Brief A:
Using the post on what postgraduate students wish their supervisors knew, decide whether each statement agrees with it: (i) identifying information was removed from the responses; (ii) every response appears without any editing; (iii) a student who expected a well-respected supervisor to be unapproachable found them friendly. For each, answer yes or no and quote the deciding words.
Brief B:
Resume the post on what postgraduate students wish their supervisors knew, starting right after its last sentence and matching its voice.

Text block:
** START **
What PG Students Wish Their Supervisors Knew

A few weeks ago I asked you what you wished your supervisor/s knew. Your responses were sometimes sad, sometimes heart-warming, and sometimes raw. Thank you for sharing your thoughts.

Here is a selection of excerpts from the responses I received.

Please note that responses are completely anonymous, and any identifying information has been removed. Some responses have also been edited for clarity and length.


On bad experiences

Photo by the AUT Graduate Research School

My supervisor is all about traditional ways of doing things. I wish [they] would have a bit more of an open mind. I want to be innovative, but I feel like my ideas hit a brick wall when I suggest them to [my supervisor].

Students can be bullied by supervisors and not always recognise it.  PhDs can destroy people’s mental health, and this occurs at the same time as being under significant financial pressure – especially for students who have previously been earning well.

My supervisor has made me cry so many times. I could never tell [them] that. Criticism might be necessary sometimes, but [they] just tear me down.

I am so sick of getting out-of-office autoreplies. Seriously, if you’re going to be away, please tell me!!!


On good experiences

Photo by the AUT Graduate Research School

It’s hard to think about what [my supervisor] could have done better, to be honest!

I would like my supervisors to know how much they have made a difference in my life! One in particular has been the best mentor I’ve ever had. I feel like I have so many possibilities open to me because [my supervisor] made me see my worth, and helped me to understand what I can do with my career.

I almost didn’t enrol for my Masters, but I’m so glad I did. My supervisor is really inspiring. I’m not fully confident with my research yet, but I’m excited about it. And I really wasn’t excited in my career before this.

My supervisor is really well-respected, and pretty much a heavyweight in my field. I expected [them] to be unapproachable and always too busy, but [they’ve] actually been super friendly!


On learning

Photo by the AUT Graduate Research School

Not everyone learns in the same way. I guess my supervisor can read articles all day but I can’t. I wish [they] would offer some alternatives.
** END **
Data supplied:
** START **
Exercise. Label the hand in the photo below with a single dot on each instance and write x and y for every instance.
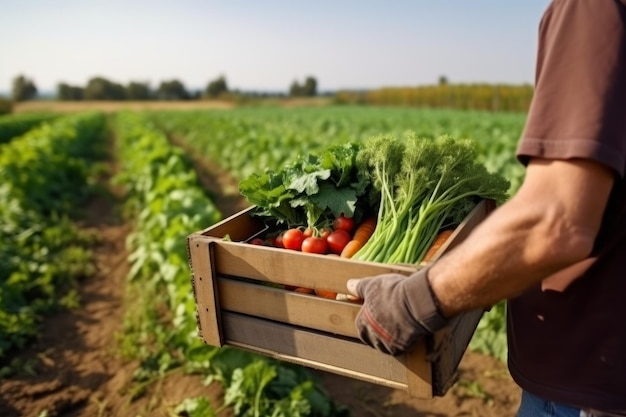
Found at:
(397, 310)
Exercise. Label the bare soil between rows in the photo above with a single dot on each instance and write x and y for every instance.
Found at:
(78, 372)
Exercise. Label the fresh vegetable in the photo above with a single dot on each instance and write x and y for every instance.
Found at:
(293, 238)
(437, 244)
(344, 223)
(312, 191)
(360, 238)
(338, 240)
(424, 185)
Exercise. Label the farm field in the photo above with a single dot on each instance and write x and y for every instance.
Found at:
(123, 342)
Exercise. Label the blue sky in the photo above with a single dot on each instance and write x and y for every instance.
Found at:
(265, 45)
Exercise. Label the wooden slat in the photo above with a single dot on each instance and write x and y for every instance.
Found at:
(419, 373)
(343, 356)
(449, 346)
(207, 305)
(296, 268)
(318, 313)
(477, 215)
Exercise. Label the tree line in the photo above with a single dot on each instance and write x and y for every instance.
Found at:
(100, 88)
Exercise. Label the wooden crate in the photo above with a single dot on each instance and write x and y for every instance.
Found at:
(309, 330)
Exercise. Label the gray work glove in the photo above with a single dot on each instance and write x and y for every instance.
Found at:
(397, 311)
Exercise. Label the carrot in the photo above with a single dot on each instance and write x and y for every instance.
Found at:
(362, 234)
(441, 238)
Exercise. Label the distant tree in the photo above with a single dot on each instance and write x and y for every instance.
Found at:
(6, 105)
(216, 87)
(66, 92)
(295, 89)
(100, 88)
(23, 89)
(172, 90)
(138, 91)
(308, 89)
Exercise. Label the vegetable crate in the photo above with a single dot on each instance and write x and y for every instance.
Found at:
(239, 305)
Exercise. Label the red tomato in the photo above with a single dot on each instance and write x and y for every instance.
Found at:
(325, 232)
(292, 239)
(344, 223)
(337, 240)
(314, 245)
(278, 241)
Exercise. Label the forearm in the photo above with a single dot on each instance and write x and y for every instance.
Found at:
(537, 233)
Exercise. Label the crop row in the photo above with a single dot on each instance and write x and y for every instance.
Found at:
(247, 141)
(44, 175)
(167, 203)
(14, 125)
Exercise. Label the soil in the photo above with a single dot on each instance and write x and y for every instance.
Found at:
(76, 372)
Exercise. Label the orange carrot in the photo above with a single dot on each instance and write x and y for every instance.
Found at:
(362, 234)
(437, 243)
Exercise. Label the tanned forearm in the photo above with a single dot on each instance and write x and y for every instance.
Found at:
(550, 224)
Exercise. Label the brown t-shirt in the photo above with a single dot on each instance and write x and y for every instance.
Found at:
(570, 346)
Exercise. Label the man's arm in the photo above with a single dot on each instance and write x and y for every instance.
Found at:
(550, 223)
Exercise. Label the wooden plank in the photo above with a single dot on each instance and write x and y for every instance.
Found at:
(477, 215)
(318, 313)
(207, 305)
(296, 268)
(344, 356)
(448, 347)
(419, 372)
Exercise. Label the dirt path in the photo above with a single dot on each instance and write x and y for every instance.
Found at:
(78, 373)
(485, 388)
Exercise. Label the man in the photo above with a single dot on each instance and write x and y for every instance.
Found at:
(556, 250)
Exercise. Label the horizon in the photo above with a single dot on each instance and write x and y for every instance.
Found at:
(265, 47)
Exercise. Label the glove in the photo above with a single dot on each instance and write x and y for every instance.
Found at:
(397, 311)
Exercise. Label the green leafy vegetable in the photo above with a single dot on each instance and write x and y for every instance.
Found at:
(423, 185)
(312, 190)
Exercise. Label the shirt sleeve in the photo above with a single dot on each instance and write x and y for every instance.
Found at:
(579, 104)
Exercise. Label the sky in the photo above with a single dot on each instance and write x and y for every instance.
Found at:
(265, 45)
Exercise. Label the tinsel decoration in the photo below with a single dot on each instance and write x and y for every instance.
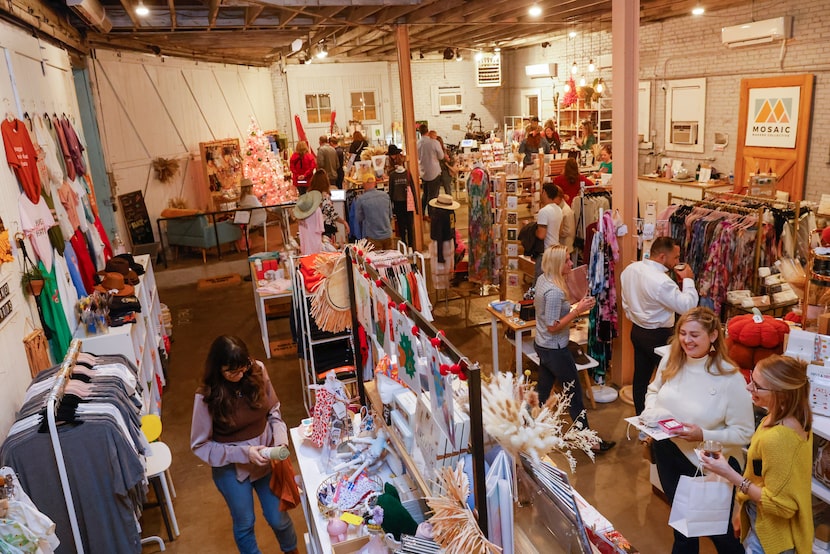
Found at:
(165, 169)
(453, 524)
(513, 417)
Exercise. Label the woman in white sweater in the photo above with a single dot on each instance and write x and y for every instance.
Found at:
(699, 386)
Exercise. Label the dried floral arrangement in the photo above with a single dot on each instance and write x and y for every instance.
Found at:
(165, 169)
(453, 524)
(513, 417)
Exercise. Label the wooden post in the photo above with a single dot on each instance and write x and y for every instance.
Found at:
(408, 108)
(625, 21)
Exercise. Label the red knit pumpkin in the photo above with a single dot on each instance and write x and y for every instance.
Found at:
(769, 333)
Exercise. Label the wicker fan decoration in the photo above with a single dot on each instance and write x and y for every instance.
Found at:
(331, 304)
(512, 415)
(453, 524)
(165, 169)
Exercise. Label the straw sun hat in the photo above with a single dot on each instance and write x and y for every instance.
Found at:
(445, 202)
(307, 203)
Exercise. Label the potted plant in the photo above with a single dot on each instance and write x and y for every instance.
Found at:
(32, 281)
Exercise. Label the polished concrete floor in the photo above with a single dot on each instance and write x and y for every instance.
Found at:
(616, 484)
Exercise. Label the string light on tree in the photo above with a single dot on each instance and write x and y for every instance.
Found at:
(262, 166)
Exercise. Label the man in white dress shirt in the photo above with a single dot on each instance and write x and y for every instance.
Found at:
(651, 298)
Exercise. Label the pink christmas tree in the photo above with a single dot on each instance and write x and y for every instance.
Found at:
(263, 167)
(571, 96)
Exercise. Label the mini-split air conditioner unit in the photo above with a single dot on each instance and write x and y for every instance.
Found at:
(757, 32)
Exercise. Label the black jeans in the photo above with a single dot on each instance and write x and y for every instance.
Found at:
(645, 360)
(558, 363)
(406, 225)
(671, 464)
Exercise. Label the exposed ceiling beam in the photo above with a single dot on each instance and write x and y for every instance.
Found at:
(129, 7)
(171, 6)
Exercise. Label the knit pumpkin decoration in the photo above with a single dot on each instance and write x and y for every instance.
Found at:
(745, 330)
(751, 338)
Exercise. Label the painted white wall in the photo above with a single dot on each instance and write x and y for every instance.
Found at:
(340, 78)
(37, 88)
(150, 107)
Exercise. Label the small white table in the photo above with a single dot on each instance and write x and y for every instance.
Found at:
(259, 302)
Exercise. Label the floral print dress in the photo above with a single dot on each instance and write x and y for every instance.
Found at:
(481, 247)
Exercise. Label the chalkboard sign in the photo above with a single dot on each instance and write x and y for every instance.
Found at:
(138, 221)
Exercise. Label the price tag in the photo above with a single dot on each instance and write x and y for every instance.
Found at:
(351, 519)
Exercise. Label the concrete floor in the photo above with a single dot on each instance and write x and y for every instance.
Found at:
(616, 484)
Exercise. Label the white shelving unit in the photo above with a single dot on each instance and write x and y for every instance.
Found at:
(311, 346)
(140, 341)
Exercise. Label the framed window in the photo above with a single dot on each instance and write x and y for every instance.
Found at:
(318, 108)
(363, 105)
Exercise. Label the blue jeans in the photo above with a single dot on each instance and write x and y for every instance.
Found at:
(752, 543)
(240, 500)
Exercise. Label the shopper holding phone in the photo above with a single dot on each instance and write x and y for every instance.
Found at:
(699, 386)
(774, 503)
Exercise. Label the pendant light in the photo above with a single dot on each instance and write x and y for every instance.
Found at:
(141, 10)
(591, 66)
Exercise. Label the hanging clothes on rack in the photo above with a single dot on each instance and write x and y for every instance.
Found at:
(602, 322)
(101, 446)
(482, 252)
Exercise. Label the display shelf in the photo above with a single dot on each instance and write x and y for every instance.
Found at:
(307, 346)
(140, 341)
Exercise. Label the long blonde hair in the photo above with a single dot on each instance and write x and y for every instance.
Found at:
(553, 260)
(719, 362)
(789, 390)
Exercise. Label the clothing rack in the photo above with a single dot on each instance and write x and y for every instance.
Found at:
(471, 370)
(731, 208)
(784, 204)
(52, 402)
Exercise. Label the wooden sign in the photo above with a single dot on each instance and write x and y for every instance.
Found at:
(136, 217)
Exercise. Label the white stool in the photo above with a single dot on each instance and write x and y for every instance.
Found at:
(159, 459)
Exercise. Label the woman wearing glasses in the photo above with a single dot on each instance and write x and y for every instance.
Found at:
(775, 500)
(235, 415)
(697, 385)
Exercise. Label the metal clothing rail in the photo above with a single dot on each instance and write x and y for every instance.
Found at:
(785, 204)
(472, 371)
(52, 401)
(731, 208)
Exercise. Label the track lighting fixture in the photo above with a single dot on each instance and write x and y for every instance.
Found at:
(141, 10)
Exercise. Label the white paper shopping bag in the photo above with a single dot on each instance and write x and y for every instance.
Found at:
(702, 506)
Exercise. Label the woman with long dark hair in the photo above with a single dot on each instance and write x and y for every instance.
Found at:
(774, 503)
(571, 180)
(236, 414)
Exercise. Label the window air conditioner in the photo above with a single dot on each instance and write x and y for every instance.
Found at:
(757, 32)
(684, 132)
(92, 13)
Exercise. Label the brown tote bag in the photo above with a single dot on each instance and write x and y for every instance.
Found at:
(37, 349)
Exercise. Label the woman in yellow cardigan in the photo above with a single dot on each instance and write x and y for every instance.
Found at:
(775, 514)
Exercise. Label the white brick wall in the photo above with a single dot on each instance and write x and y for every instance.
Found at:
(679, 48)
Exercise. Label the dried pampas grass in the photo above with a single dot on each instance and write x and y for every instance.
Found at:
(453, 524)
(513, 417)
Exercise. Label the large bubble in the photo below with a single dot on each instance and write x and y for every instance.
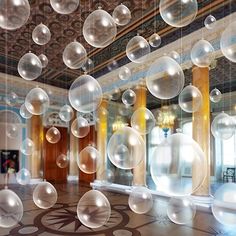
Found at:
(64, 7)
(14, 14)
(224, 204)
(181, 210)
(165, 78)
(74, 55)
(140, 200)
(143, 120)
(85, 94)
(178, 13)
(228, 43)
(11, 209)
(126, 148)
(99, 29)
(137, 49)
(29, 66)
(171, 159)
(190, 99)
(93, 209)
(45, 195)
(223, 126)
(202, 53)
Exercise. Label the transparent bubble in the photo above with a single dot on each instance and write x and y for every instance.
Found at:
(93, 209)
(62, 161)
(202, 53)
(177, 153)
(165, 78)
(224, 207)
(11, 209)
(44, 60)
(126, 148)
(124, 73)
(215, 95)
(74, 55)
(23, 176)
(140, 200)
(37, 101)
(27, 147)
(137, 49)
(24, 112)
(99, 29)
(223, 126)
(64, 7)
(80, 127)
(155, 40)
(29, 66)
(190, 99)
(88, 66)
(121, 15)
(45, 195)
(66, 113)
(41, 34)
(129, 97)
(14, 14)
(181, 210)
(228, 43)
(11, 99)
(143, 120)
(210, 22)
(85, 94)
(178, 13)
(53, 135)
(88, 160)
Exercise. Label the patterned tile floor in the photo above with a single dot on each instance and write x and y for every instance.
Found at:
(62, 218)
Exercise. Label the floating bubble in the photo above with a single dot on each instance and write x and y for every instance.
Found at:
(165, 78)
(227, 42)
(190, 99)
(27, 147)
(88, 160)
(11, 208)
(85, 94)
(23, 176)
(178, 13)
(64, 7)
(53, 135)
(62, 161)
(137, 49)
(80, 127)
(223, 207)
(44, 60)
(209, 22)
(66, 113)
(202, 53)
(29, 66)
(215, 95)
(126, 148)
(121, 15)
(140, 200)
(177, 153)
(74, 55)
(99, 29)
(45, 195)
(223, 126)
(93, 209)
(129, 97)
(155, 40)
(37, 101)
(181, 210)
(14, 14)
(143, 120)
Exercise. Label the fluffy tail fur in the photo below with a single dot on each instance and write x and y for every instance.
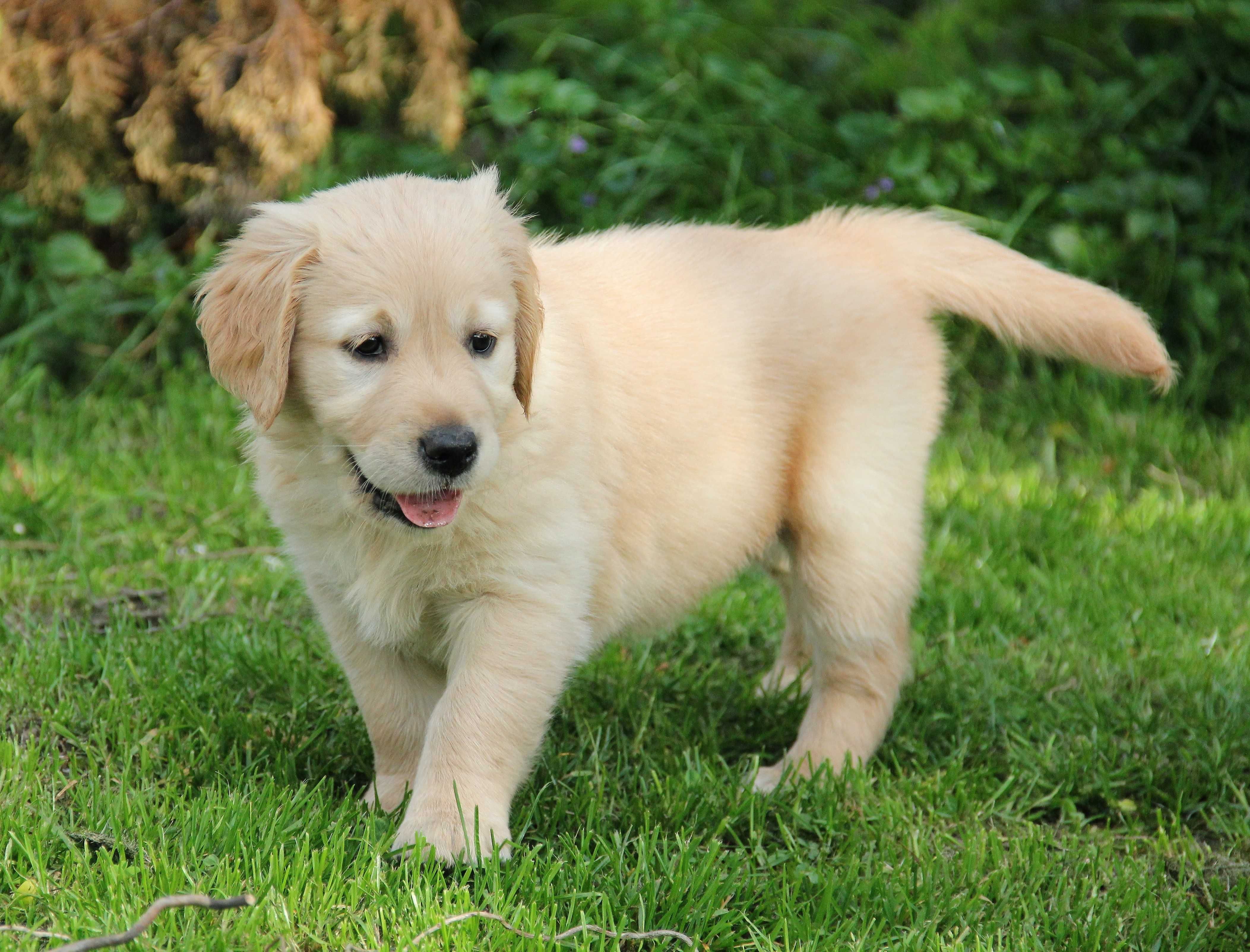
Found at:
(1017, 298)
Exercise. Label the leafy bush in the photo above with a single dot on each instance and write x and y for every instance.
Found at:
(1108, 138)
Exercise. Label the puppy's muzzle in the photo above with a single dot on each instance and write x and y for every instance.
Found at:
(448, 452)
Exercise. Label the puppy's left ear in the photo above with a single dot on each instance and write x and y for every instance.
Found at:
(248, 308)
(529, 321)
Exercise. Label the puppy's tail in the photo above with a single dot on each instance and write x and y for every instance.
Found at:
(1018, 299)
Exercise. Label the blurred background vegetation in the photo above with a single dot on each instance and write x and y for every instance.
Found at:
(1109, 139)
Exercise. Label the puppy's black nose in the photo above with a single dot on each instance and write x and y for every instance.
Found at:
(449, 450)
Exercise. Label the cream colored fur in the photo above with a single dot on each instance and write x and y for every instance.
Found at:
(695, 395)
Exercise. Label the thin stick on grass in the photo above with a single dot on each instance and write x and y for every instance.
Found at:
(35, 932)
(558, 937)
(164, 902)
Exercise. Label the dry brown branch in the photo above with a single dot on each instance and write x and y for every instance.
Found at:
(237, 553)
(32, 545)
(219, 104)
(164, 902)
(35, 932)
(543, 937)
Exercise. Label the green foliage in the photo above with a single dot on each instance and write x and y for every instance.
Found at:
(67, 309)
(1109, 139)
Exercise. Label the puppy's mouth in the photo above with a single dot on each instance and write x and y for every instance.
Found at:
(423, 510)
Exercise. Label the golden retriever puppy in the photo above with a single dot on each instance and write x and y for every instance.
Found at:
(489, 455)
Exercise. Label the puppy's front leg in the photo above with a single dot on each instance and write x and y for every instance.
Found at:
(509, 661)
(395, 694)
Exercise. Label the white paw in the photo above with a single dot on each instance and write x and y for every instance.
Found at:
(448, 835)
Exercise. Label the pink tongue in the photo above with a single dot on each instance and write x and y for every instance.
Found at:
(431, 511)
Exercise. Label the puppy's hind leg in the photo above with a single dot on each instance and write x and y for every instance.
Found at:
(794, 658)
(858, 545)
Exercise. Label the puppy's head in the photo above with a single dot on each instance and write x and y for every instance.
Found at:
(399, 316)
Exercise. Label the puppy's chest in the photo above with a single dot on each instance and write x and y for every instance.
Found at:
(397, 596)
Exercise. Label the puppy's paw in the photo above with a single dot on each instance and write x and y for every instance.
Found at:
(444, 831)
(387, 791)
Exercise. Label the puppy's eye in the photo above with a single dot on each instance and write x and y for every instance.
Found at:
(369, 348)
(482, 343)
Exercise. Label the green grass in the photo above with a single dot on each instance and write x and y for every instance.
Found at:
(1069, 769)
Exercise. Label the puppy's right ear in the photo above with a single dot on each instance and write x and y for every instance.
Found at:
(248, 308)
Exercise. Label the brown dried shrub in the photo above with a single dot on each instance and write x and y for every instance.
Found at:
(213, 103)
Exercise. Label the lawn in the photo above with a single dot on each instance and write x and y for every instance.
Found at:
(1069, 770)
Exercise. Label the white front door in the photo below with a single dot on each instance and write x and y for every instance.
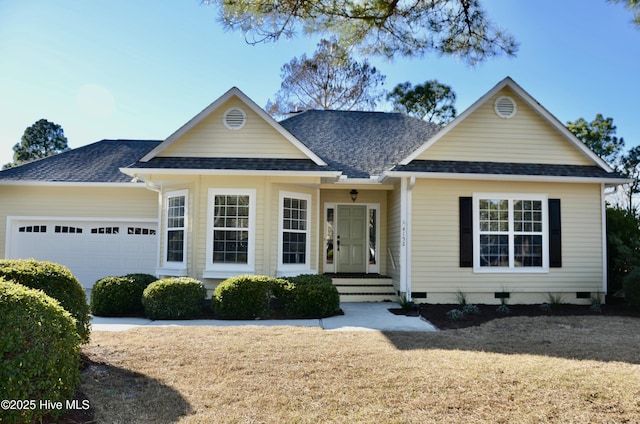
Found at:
** END **
Task answer A:
(i) Yes: "responses are completely anonymous, and any identifying information has been removed."
(ii) No: "Some responses have also been edited for clarity and length."
(iii) Yes: "I expected [them] to be unapproachable and always too busy, but [they’ve] actually been super friendly!"

Task answer B:
I would have wanted to get a little more feedback about what I could have done better. [My supervisor] regularly gave me constructive criticism, but sometimes I didn’t really ‘hear’ it until later, and I think my classmates were similar. Sometimes we need to hear it a few times before we can take it on board.

My supervisor has quite a few students, and we sometimes meet as a group. That’s been really good because by getting to know them and their work, I’ve learned so much more than I would have on my own.

One of my supervisors uses so much jargon! I have no idea what it means half the time. I’ve spent months compiling a list and googling each word/acronym, and I’m only just starting to be able to understand [my supervisor].


On vulnerability

Especially at the end, agreed timelines for feedback are vital. The fear of not completing due to delayed feedback from supervisors is stressful. As a supervisor you may be comfortable with delays and extensions – as a student I felt powerless; afraid of sharing the vulnerable position I was in with anyone.

I wish my supervisor would realise that I can’t afford to always meet for coffee! $4.50 for a flat white is a huge amount of money to me right now.

I would like supervisors to understand how vulnerable their PG students are and that support and encouragement should be their most important duty, as the whole PG process is frightening and demoralising for even the most able L1 English writer.

My supervisors know that I have a difficult home life but I don’t think [they] really understand. I keep feeling like I’m making excuses every time I bring it up, but I really am dealing with things that make it almost impossible to concentrate.


Thank you to all the students who contributed to this article.

I also asked supervisors what they wish their postgrad students knew. Their responses will feature here on Thesislink later this week.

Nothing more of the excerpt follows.